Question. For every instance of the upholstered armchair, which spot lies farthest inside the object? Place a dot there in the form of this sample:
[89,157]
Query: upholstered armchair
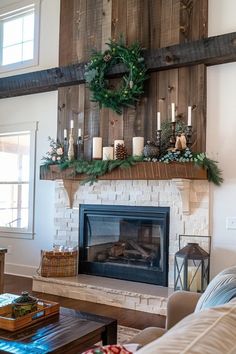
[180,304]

* * *

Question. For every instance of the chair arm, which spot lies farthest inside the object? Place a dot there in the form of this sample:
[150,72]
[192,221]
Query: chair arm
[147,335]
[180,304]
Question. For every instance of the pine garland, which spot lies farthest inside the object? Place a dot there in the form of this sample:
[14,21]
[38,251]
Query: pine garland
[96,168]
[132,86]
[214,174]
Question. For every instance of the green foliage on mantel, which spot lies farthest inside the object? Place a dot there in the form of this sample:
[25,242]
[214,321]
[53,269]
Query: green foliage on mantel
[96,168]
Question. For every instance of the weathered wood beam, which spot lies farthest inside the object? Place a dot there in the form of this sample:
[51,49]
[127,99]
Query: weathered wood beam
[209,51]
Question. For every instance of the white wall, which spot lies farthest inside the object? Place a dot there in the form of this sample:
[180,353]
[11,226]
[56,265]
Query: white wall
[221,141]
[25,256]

▶ SET TASK
List every line of the material above that contains the word "pine". Case counts.

▶ TASK SOLUTION
Question. For every instance of the pine garland, which spot lies farthest inside the object? Place a dot there in the form of this sample:
Query: pine garland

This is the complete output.